**SELECTED EXTRACT**
▼
Guide 160 deals with halogenated solvents, those which contain fluorine, chlorine, bromine and iodine. Examples are trichloroethylene and 1,1,1, trichloroethylene. Guides 161 to 166 cover materials with different levels of radioactivity from low to high. Guide 167 is used for fluorine. Guide 168 deals with carbon monoxide and Guide 169 provides information on molten aluminum, which has an elevated temperature of 1,300 degrees Fahrenheit. Guide 170 is used with metals in the form of powder, dust and turnings. Guide 171 is used for substances with low or moderate hazards. Guide 172 deals with gallium and mercury, which are toxic heavy metals.

Prepare To Act

Emergency responders should become familiar with all sections of the guidebook before an incident occurs. Once an orange guide page is identified for a particular chemical, read the entire page before taking any action. Actions taken should not exceed the level of training and equipment available to response personnel.

The ERG is designed for first responders who by federal law have a limited capability to deal with hazardous materials because of limited training and lack of proper chemical protective equipment. First-responder responsibilities according to OSHA Regulation 29 CFR 1910.120 and recommendations in NFPA consensus Standard 472, are limited to recognition, identification (if safely possible), notification, isolation and protection. The information listed in the action guides of the orange section is designed to assist first responders in safely carrying out those responsibilities.

Guide pages in the orange section are divided into three major sections: Potential Hazards, Public Safety and Emergency Response. The Potential Hazards section is subdivided into two sections: Fire or Explosion, and Health Hazards. Either the Fire or Explosion or the Health Hazards may appear first in the listing on the page. Whichever is listed first indicates the most severe hazard of the material.

Public Safety is subdivided into three sections: General Information for Responders, Protective Clothing and Evacuation. Emergency Response contains three sections: Fire, which includes evacuation and isolation information; Recommended Extinguishing Agents; and when to use unmanned monitors and withdraw from the area. Also included in the orange section are spill or leak procedures, and first-aid information.

ERG 2000 has added notification of 911 to the first-aid instructions. Several guides also contain loss-of-cooling information for materials that must be maintained at certain temperatures to remain stable. This applies primarily to organic peroxides, which have Self-Accelerating Decomposition Temperatures (SADT) and may polymerize if cooling is lost.

Initial isolation and protective-action distances for highlighted materials in the yellow and blue sections are located in the green section, starting on page 318 (two new pages have been added to the 2000 ERG). Many distances were revised, both upward and downward, from the 1993 to the 1996 and 2000 editions of the ERG. The minimum isolation distance in the 1993 guide was 500 feet; in the 1996 edition the minimum isolation distance was 100 feet, or 30 meters. Minimum distances in the 2000 ERG for isolation are the same as in the 1996 edition.
▲
**LISTED RECORDS**
▼
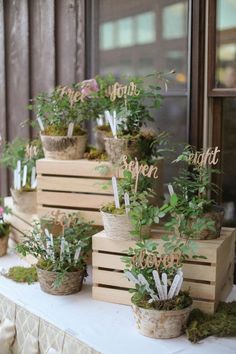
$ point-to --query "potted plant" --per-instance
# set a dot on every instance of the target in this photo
(132, 214)
(194, 214)
(61, 115)
(20, 157)
(4, 230)
(160, 308)
(61, 265)
(128, 110)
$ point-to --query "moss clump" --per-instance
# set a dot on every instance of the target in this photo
(221, 324)
(94, 154)
(179, 302)
(23, 274)
(111, 209)
(55, 130)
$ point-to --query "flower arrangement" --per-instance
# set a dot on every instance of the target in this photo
(160, 307)
(60, 115)
(194, 213)
(61, 265)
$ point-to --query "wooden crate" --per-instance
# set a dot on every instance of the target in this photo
(209, 280)
(77, 185)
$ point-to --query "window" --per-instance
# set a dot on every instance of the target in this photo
(137, 37)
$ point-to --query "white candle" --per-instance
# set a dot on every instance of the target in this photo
(173, 287)
(158, 284)
(164, 286)
(70, 130)
(24, 176)
(40, 123)
(115, 191)
(171, 189)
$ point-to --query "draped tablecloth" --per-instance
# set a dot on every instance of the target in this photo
(77, 324)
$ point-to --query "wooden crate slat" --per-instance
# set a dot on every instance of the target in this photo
(73, 184)
(78, 168)
(198, 290)
(76, 200)
(103, 243)
(123, 297)
(94, 216)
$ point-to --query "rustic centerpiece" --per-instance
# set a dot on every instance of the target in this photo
(20, 156)
(160, 308)
(61, 255)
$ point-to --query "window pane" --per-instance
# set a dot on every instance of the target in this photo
(140, 36)
(229, 158)
(226, 44)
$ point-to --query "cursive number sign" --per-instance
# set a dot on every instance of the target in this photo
(205, 158)
(118, 91)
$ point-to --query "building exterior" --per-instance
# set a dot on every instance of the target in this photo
(44, 43)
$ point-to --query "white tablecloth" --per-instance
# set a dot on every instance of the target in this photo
(108, 328)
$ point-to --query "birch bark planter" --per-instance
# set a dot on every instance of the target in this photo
(161, 324)
(24, 202)
(71, 284)
(116, 148)
(118, 227)
(3, 245)
(63, 147)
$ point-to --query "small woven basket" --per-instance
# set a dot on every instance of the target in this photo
(64, 147)
(161, 324)
(71, 284)
(118, 227)
(3, 245)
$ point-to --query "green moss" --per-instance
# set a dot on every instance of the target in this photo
(94, 154)
(111, 209)
(54, 130)
(221, 324)
(179, 302)
(23, 274)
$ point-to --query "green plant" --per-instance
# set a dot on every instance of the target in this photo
(66, 252)
(221, 324)
(141, 212)
(190, 200)
(64, 105)
(4, 226)
(23, 274)
(141, 263)
(28, 152)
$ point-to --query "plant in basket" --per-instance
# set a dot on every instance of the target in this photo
(61, 115)
(123, 109)
(160, 308)
(61, 255)
(20, 157)
(194, 214)
(4, 229)
(131, 214)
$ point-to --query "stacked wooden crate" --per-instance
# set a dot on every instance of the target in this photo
(209, 280)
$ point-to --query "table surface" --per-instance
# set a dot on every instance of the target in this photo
(108, 328)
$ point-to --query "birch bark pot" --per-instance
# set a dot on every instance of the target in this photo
(3, 245)
(71, 283)
(24, 202)
(116, 148)
(161, 324)
(118, 227)
(217, 216)
(64, 147)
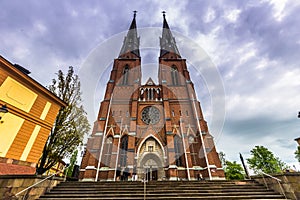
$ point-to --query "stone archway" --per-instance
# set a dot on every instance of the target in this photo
(150, 161)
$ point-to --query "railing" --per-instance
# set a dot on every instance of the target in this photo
(273, 178)
(37, 183)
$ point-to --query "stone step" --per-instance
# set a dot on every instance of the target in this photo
(161, 190)
(151, 191)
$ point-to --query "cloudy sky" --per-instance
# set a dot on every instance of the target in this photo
(254, 46)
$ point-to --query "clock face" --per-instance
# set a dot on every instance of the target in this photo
(150, 115)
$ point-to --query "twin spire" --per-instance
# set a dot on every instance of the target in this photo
(131, 42)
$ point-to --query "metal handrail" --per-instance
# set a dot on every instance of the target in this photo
(272, 177)
(16, 195)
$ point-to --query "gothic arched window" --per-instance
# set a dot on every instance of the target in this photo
(125, 75)
(174, 75)
(108, 151)
(178, 151)
(123, 151)
(192, 150)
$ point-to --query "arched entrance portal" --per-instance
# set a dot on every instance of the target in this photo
(150, 161)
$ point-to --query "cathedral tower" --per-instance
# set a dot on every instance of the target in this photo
(152, 131)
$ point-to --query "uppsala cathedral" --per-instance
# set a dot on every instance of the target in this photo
(154, 131)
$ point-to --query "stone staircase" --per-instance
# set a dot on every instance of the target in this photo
(164, 190)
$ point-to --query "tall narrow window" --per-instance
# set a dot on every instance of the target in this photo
(108, 151)
(125, 75)
(178, 151)
(123, 151)
(192, 150)
(174, 75)
(173, 113)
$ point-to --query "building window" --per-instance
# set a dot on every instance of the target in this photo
(174, 75)
(178, 151)
(108, 151)
(125, 75)
(192, 150)
(150, 148)
(123, 151)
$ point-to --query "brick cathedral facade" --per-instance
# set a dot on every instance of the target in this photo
(154, 131)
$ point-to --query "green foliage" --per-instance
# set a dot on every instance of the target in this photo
(297, 154)
(71, 123)
(264, 160)
(234, 171)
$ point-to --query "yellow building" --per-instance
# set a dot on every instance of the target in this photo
(24, 129)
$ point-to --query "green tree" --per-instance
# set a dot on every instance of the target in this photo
(264, 160)
(234, 171)
(297, 154)
(71, 123)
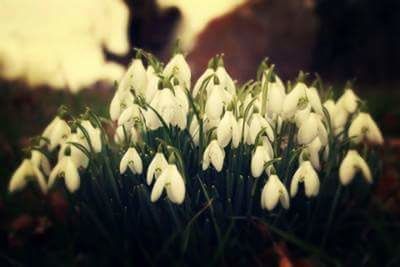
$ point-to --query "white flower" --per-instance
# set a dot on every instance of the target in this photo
(39, 160)
(56, 132)
(134, 78)
(314, 100)
(228, 130)
(66, 168)
(130, 116)
(132, 160)
(310, 129)
(202, 82)
(225, 80)
(153, 81)
(172, 181)
(76, 154)
(348, 101)
(275, 98)
(215, 155)
(364, 127)
(156, 166)
(178, 68)
(313, 152)
(93, 133)
(194, 130)
(302, 115)
(351, 164)
(260, 156)
(168, 107)
(120, 101)
(338, 115)
(294, 100)
(307, 175)
(273, 192)
(257, 124)
(26, 171)
(246, 134)
(216, 102)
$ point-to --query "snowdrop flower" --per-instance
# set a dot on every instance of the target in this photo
(225, 80)
(216, 102)
(130, 116)
(307, 175)
(294, 101)
(275, 99)
(302, 115)
(170, 180)
(39, 160)
(135, 78)
(194, 130)
(364, 127)
(26, 172)
(77, 156)
(66, 168)
(120, 101)
(312, 151)
(179, 68)
(56, 132)
(310, 129)
(246, 134)
(181, 97)
(348, 101)
(257, 124)
(132, 160)
(314, 100)
(351, 164)
(156, 166)
(153, 81)
(215, 155)
(228, 130)
(133, 135)
(273, 192)
(168, 108)
(202, 82)
(338, 115)
(260, 157)
(94, 135)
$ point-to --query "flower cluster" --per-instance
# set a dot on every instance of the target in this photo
(169, 133)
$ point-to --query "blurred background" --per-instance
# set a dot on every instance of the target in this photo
(55, 52)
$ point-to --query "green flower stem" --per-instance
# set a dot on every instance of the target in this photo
(331, 213)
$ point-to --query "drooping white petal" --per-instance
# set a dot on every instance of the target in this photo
(215, 155)
(258, 160)
(314, 100)
(179, 68)
(225, 80)
(94, 135)
(71, 176)
(293, 100)
(348, 101)
(18, 179)
(132, 160)
(202, 82)
(308, 131)
(273, 192)
(159, 186)
(39, 160)
(176, 186)
(307, 175)
(156, 166)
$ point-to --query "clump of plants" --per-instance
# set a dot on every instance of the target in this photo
(208, 173)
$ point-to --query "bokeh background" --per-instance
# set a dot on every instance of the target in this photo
▲
**WORK INSTRUCTIONS**
**A)** For each of the statements (i) to (iii), state whether it agrees with the extract on the Emergency Response Guidebook. Answer yes or no, and quote the words of the extract that decide it.
(i) In the Potential Hazards section of a guide page, the hazard listed first is the most severe hazard of the material.
(ii) The minimum isolation distance in the 2000 ERG is 500 feet.
(iii) Guide 167 covers carbon monoxide.
**B)** Translate this sentence from the Emergency Response Guidebook extract into Spanish: "Once an orange guide page is identified for a particular chemical, read the entire page before taking any action."
**C)** Extend the extract on the Emergency Response Guidebook by writing on from its final sentence.
The rows play no part in the work that follows.

**RESPONSES**
**A)**
(i) Yes: "Whichever is listed first indicates the most severe hazard of the material."
(ii) No: "in the 1996 edition the minimum isolation distance was 100 feet, or 30 meters. Minimum distances in the 2000 ERG for isolation are the same as in the 1996 edition."
(iii) No: "Guide 167 is used for fluorine. Guide 168 deals with carbon monoxide"

**B)** Una vez identificada la página de guía naranja correspondiente a una sustancia química determinada, lea la página completa antes de tomar cualquier medida.

**C)**
Maximum isolation distances for any specific chemical in the 1993 edition were 1,500 feet; in the 1996 edition the distance was increased to 2,000 feet; and in the 2000 ERG the distance was increased to a maximum of 3,000 feet (915 meters). The minimum downwind distance in the 2000 ERG of 0.1 miles or 0.2 kilometers, for any specific chemical, is the same as in the 1996 edition. Maximum downwind distances in the 2000 ERG remain the same as for the 1996 edition, which was seven-plus miles (11-plus kilometers).

Fluctuations in the isolation and downwind protection distances occur because of improvements in computer modeling, which is used to determine the distances. Initial isolation and protective-action distances are intended for materials that present poison by inhalation hazards. Distances shown are expected to be reached by a vapor cloud of hazardous materials within the first 30 minutes of an incident.

The initial isolation area involves the area around the incident where the product is located, commonly known as the “hot zone.” Response personnel may be exposed to hazardous materials in the hot zone. The protective-action distances involve the area downwind from the spill or release. If materials are on fire, additional information on isolation and downwind-protection distances must be obtained from the orange section or another reliable source.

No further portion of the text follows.